* _Passage shown_:
— begin —

The greatly increased capacity of DVD means that moderate 
compression factors can be employed. MPEG-2 coding is used, so that 
progressively scanned or interlaced material can be handled. As most 
DVDs are mastered from movie film, the use of progressive scan is 
common. 

The perceived quality of DVDs can be very high indeed. This is partly 
due to the fact that a variable bit rate is supported. When difficult frames 
are encountered, the bit rate can rise above the average. Another 
advantage of DVD is that it can be mastered in non-real time. This allows 
techniques such as aligning cuts with [pictures to be used. Also the 
quality obtained can be assessed and if artifacts are observed the process 
can be modified. 

Figure 7.27 shows the block diagram of a typical DVD player, and 
illustrates the essential components. A CD-Video player is similar. 
The most natural division within the block diagram is into the control/ 
servo system and the data path. The control system provides the 
interface between the user and the servo mechanisms, and performs 
the logical interlocking required for safety and the correct sequence of 
operation. 

The servo systems include any power-operated loading drawer and 
chucking mechanism, the spindle-drive servo, and the focus and tracking 
servos already described.

— end —

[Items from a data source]
— begin —

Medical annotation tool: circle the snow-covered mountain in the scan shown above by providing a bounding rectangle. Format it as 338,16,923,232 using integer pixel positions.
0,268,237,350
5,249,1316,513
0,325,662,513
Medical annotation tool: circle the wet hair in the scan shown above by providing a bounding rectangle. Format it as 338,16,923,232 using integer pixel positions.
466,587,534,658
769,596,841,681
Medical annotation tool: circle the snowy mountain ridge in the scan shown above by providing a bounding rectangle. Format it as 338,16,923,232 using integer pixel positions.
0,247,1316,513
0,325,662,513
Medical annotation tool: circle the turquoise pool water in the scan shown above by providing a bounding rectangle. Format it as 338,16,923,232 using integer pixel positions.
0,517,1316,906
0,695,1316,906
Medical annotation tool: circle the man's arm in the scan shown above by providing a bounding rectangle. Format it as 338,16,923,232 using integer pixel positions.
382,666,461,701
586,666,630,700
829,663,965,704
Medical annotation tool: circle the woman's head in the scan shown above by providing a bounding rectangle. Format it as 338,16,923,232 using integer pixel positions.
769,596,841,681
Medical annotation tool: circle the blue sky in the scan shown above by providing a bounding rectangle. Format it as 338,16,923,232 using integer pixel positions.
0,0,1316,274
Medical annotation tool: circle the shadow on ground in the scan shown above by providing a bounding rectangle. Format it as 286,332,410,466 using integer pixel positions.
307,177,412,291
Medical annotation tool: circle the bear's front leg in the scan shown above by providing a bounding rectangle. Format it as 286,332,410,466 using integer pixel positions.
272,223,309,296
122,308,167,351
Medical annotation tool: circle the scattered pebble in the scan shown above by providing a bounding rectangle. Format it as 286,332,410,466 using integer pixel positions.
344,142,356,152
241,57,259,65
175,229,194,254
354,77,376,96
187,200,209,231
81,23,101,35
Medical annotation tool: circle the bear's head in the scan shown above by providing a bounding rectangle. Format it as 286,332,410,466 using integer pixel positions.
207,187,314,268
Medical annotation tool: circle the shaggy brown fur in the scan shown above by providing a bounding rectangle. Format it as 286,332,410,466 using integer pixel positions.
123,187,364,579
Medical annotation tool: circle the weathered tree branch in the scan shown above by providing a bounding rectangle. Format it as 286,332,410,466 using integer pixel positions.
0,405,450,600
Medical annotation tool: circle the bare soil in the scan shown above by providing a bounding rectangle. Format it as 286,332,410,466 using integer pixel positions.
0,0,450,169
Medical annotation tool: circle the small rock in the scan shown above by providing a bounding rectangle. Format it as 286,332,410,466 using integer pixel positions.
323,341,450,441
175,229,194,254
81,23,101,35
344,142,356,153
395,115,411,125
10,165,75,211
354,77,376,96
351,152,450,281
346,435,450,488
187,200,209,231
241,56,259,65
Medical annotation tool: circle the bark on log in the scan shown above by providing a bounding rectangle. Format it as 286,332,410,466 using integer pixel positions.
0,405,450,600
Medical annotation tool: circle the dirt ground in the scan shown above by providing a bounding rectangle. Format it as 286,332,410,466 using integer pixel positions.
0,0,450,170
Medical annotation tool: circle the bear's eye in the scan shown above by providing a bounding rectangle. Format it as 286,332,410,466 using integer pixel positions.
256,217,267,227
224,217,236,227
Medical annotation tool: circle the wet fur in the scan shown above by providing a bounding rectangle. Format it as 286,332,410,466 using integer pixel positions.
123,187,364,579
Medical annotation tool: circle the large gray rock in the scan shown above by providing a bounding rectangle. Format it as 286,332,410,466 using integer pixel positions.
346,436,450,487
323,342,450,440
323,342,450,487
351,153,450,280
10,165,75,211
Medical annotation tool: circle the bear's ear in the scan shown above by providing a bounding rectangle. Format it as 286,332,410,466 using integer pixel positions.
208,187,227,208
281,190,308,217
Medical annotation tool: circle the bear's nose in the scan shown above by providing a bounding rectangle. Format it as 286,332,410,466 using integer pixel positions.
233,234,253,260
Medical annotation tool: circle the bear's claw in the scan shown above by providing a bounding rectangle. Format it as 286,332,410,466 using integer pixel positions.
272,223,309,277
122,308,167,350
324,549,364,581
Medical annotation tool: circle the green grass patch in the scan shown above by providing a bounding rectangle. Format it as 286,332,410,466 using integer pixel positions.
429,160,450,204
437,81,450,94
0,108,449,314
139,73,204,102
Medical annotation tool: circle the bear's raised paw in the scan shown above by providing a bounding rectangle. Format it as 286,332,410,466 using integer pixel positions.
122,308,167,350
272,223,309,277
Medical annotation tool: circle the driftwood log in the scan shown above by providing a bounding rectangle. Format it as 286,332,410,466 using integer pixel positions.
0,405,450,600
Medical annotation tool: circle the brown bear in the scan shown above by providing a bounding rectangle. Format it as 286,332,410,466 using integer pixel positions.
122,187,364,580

— end —

* _Jobs_:
[a] Rewrite the DVD passage from the words "The perceived quality" through "player is similar.", changing "bit rate" to "data rate".
[b] Give the listing as a Markdown table with columns Number and Record line, one row per line and no blank lines. Begin at the first line of the listing and stop after the line that contains "0,695,1316,906".
The listing has no connection to the DVD passage.

* _Task responses_:
[a]
The perceived quality of DVDs can be very high indeed. This is partly 
due to the fact that a variable data rate is supported. When difficult frames 
are encountered, the data rate can rise above the average. Another 
advantage of DVD is that it can be mastered in non-real time. This allows 
techniques such as aligning cuts with [pictures to be used. Also the 
quality obtained can be assessed and if artifacts are observed the process 
can be modified. 

Figure 7.27 shows the block diagram of a typical DVD player, and 
illustrates the essential components. A CD-Video player is similar.

[b]
| Number | Record line |
|---|---|
| 1 | Medical annotation tool: circle the snow-covered mountain in the scan shown above by providing a bounding rectangle. Format it as 338,16,923,232 using integer pixel positions. |
| 2 | 0,268,237,350 |
| 3 | 5,249,1316,513 |
| 4 | 0,325,662,513 |
| 5 | Medical annotation tool: circle the wet hair in the scan shown above by providing a bounding rectangle. Format it as 338,16,923,232 using integer pixel positions. |
| 6 | 466,587,534,658 |
| 7 | 769,596,841,681 |
| 8 | Medical annotation tool: circle the snowy mountain ridge in the scan shown above by providing a bounding rectangle. Format it as 338,16,923,232 using integer pixel positions. |
| 9 | 0,247,1316,513 |
| 10 | 0,325,662,513 |
| 11 | Medical annotation tool: circle the turquoise pool water in the scan shown above by providing a bounding rectangle. Format it as 338,16,923,232 using integer pixel positions. |
| 12 | 0,517,1316,906 |
| 13 | 0,695,1316,906 |